> [Input data]
- Opening Delimiter -
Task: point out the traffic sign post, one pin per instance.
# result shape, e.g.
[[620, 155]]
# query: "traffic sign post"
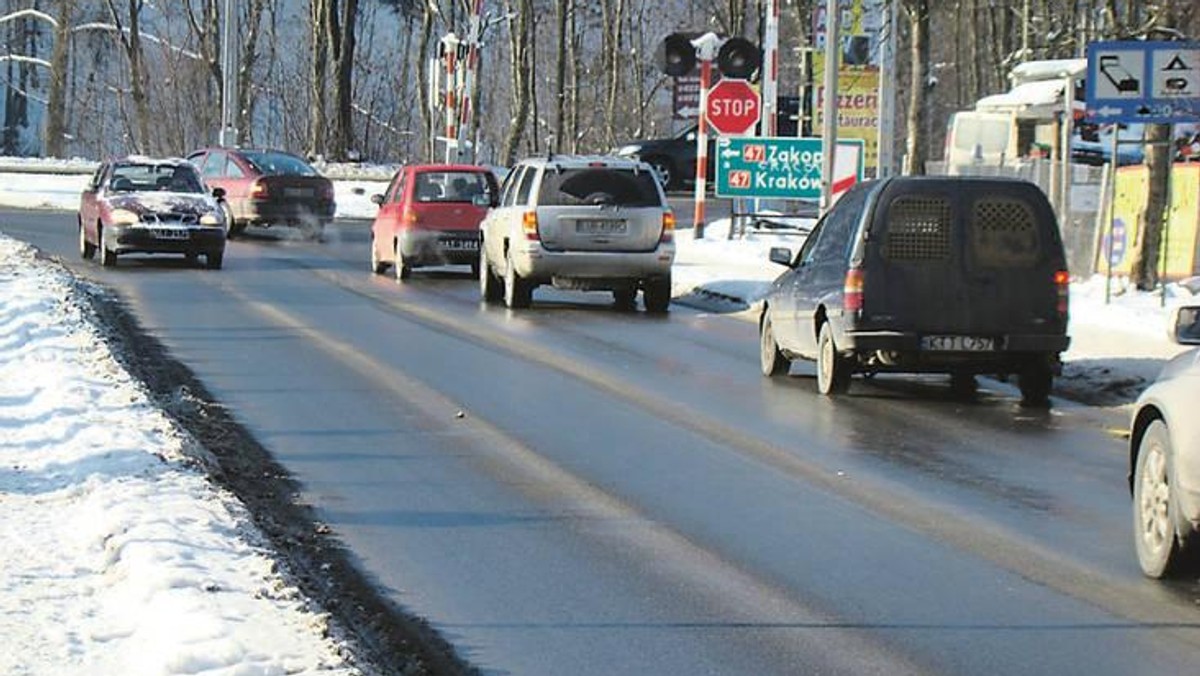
[[784, 168], [1143, 82], [733, 107]]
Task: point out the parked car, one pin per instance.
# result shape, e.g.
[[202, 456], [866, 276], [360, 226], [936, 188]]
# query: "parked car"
[[1164, 459], [945, 275], [588, 223], [268, 187], [430, 216], [145, 205]]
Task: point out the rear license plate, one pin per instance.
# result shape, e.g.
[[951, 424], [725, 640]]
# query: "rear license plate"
[[958, 344], [597, 226], [460, 244], [169, 233]]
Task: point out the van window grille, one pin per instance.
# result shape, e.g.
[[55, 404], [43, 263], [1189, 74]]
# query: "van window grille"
[[1003, 233], [918, 229]]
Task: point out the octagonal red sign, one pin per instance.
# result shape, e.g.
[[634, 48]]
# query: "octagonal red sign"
[[733, 107]]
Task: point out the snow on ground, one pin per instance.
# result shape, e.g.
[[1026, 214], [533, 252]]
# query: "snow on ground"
[[117, 555]]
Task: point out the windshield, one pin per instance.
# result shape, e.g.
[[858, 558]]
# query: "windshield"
[[148, 177], [279, 163]]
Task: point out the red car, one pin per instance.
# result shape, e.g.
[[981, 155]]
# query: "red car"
[[143, 205], [430, 216], [268, 187]]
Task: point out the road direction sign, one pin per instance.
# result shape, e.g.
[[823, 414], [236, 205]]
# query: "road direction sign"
[[1143, 82], [733, 107], [787, 168]]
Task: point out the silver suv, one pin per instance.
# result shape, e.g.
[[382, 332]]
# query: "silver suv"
[[588, 223]]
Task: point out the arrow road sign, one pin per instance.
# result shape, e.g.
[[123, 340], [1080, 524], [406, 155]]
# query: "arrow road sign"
[[1143, 82]]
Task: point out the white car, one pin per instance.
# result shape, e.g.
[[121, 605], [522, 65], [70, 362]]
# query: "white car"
[[1164, 460], [587, 223]]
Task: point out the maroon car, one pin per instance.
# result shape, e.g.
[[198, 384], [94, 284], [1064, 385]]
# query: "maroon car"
[[430, 216], [268, 187], [144, 205]]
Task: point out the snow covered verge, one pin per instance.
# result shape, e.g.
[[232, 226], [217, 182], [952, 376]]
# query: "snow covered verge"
[[118, 555]]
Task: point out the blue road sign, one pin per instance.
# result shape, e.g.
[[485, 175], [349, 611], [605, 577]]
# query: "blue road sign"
[[1143, 82]]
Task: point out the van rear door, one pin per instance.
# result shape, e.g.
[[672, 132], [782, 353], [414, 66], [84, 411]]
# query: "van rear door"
[[964, 257]]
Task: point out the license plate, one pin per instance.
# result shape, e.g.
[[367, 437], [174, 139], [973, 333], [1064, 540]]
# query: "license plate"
[[460, 244], [597, 226], [958, 344], [169, 233]]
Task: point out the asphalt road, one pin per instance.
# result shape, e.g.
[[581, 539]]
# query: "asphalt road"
[[579, 490]]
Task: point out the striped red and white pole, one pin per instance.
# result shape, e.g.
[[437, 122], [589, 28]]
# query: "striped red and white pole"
[[706, 81]]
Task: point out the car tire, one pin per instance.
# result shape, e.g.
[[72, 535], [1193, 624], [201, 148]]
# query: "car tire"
[[87, 249], [964, 386], [1036, 381], [833, 369], [491, 286], [1155, 503], [377, 265], [517, 291], [657, 295], [771, 358], [403, 270], [107, 256]]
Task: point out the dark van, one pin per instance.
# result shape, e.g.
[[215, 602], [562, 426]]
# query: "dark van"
[[943, 275]]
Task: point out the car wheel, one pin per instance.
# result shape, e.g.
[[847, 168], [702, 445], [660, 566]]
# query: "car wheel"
[[232, 228], [517, 291], [833, 369], [964, 386], [657, 295], [377, 265], [1159, 551], [1036, 382], [107, 256], [491, 287], [87, 249], [771, 358], [403, 270]]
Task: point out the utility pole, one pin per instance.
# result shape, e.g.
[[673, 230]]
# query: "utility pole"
[[228, 137]]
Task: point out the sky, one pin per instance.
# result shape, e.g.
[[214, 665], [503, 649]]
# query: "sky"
[[119, 556]]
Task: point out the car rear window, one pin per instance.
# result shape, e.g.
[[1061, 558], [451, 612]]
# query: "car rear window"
[[279, 163], [1003, 233], [450, 186], [593, 185], [918, 228]]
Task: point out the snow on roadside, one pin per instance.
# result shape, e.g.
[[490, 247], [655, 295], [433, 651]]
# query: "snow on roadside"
[[118, 556]]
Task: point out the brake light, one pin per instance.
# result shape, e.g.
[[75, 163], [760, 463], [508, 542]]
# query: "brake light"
[[529, 225], [1062, 283], [667, 226], [852, 291]]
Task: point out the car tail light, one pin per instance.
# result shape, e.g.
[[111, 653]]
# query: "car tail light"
[[529, 225], [667, 226], [852, 291], [1062, 283]]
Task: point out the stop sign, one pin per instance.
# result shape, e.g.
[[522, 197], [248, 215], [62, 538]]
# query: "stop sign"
[[732, 107]]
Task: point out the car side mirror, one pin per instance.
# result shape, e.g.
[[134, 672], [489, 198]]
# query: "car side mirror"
[[1186, 325], [781, 255]]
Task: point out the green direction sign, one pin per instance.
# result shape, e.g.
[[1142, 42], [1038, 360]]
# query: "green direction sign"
[[786, 168]]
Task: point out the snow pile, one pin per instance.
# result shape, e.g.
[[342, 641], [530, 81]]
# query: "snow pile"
[[117, 555]]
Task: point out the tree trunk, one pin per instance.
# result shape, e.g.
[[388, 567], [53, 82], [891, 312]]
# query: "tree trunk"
[[916, 150], [57, 107]]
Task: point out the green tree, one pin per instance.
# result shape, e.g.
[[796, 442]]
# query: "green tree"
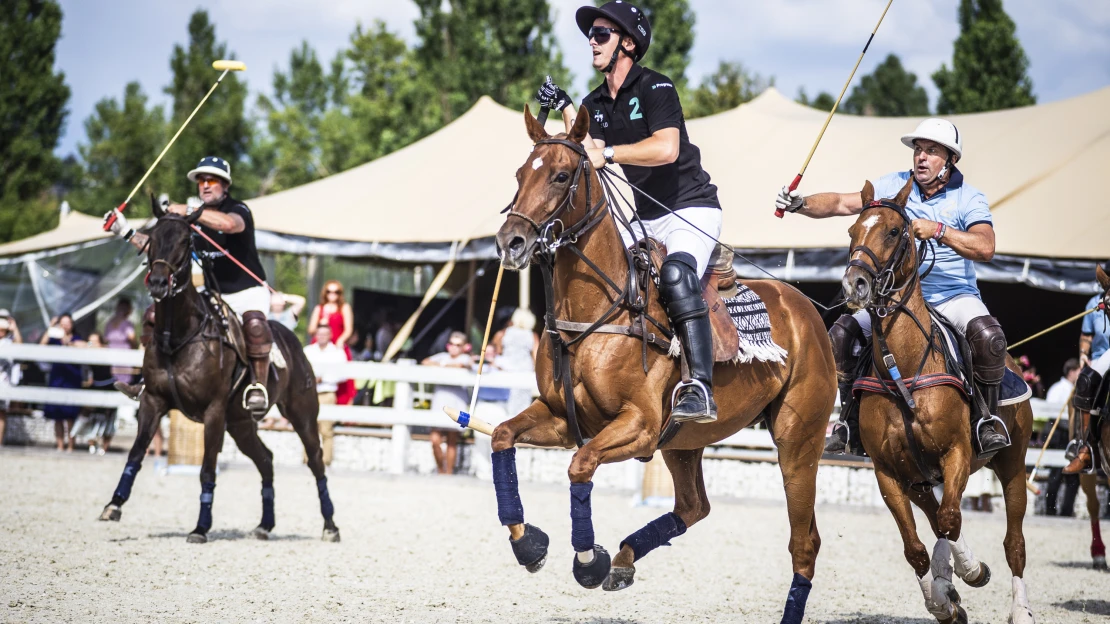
[[496, 48], [888, 91], [123, 140], [727, 88], [824, 100], [32, 114], [221, 127], [672, 37], [989, 66]]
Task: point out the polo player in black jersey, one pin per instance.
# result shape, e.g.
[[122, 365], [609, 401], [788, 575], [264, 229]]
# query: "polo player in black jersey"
[[229, 222], [636, 121]]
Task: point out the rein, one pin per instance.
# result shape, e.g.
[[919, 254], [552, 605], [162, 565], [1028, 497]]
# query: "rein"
[[888, 300], [552, 235]]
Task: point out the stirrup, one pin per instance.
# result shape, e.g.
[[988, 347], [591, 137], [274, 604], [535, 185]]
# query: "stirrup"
[[260, 388], [710, 413]]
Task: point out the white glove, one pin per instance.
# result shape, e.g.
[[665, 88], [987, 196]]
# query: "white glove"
[[120, 227], [790, 201]]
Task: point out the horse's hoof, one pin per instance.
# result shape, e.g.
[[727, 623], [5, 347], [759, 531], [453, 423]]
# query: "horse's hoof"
[[531, 550], [113, 513], [618, 579], [592, 574], [984, 576]]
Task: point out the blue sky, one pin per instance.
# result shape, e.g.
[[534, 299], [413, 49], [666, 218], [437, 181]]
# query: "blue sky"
[[106, 43]]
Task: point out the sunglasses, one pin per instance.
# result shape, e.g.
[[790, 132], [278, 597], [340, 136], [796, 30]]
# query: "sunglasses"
[[602, 33]]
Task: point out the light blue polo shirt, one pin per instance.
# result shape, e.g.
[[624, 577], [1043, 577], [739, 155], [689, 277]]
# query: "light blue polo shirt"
[[1098, 326], [959, 205]]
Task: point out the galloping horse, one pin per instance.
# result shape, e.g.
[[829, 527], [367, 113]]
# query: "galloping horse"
[[914, 448], [194, 366], [622, 389]]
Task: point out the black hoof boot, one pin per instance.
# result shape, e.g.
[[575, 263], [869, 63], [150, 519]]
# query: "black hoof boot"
[[619, 579], [984, 576], [592, 574], [531, 550]]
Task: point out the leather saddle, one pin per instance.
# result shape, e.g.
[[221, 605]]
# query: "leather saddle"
[[718, 282]]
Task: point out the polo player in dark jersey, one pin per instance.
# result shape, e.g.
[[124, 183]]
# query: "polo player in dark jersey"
[[637, 122], [229, 222]]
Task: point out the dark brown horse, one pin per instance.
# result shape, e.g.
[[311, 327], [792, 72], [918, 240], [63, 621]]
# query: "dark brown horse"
[[192, 365], [622, 392], [940, 444]]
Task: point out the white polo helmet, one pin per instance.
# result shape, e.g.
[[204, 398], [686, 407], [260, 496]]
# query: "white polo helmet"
[[938, 130]]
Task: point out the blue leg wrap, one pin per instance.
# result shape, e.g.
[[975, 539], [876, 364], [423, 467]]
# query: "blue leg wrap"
[[208, 493], [268, 505], [656, 533], [325, 500], [796, 601], [127, 480], [582, 523], [506, 487]]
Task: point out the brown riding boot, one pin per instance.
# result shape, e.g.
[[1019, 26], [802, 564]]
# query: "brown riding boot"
[[1082, 460], [259, 342]]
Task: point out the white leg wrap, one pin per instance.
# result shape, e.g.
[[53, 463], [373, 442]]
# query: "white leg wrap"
[[936, 600], [967, 565], [1020, 612]]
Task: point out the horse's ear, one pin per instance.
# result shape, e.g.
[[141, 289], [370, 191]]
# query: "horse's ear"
[[536, 131], [155, 207], [581, 126], [904, 194], [868, 193], [1102, 278], [197, 214]]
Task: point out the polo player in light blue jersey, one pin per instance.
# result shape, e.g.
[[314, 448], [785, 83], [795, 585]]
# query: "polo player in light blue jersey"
[[952, 214]]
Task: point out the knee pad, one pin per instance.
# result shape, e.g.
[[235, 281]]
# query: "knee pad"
[[680, 288], [845, 334], [1087, 388], [988, 349]]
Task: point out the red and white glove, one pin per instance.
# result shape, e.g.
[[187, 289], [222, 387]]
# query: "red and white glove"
[[120, 225]]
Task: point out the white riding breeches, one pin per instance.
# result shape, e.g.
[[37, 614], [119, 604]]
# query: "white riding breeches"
[[254, 298], [679, 235], [960, 310]]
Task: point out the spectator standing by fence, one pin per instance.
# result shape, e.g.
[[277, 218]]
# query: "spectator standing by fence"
[[63, 376], [335, 312], [321, 353], [9, 371], [457, 355]]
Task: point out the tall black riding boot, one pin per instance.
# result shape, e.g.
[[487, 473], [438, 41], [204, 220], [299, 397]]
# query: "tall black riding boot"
[[259, 343], [988, 363], [680, 291]]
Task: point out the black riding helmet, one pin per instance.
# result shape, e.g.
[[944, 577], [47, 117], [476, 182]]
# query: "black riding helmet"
[[631, 20]]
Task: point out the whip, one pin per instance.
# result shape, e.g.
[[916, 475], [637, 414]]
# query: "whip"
[[221, 64], [797, 179]]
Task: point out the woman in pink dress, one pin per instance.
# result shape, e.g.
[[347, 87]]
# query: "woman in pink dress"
[[334, 311]]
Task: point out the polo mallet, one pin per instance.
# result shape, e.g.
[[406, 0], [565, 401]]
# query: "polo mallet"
[[464, 419], [797, 179], [222, 64]]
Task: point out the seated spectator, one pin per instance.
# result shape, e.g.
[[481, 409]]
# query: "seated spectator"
- Closing Delimiter -
> [Required action] Which lines of the records above contain the word "seated"? Report each one in full.

> [Output below]
Task: point out the seated spectator, one pin per instance.
# query: "seated spectator"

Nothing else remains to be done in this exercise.